**EXERCISE:**
Return the items below verbatim, reproducing every line without any change.

**EXERCISE MATERIAL:**

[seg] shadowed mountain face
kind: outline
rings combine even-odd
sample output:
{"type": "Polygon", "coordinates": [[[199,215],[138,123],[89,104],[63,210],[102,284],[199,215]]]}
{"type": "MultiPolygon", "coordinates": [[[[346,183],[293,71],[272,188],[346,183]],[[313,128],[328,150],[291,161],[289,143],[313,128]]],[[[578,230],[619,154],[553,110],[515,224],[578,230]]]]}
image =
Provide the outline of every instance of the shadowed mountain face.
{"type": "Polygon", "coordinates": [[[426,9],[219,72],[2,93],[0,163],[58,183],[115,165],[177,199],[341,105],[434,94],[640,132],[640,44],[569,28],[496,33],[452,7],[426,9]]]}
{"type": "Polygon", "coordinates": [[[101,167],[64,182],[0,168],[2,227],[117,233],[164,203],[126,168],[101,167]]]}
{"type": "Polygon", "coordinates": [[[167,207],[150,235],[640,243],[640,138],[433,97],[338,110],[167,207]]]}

**WORKED ANSWER:**
[seg] shadowed mountain face
kind: outline
rings combine even-odd
sample output:
{"type": "Polygon", "coordinates": [[[199,215],[138,123],[89,104],[63,210],[102,284],[199,215]]]}
{"type": "MultiPolygon", "coordinates": [[[[346,183],[293,71],[272,188],[346,183]],[[313,128],[328,150],[291,161],[289,143],[313,128]]],[[[578,230],[619,154],[553,110],[515,224],[578,230]]]]}
image =
Provide the outline of every instance of the shadowed mountain face.
{"type": "Polygon", "coordinates": [[[426,9],[219,72],[2,93],[0,163],[58,183],[115,165],[177,199],[341,105],[434,94],[640,132],[640,44],[569,28],[496,33],[452,7],[426,9]]]}
{"type": "Polygon", "coordinates": [[[101,167],[64,182],[0,168],[2,227],[117,233],[164,203],[126,168],[101,167]]]}
{"type": "Polygon", "coordinates": [[[167,207],[150,235],[640,243],[640,138],[433,97],[338,110],[167,207]]]}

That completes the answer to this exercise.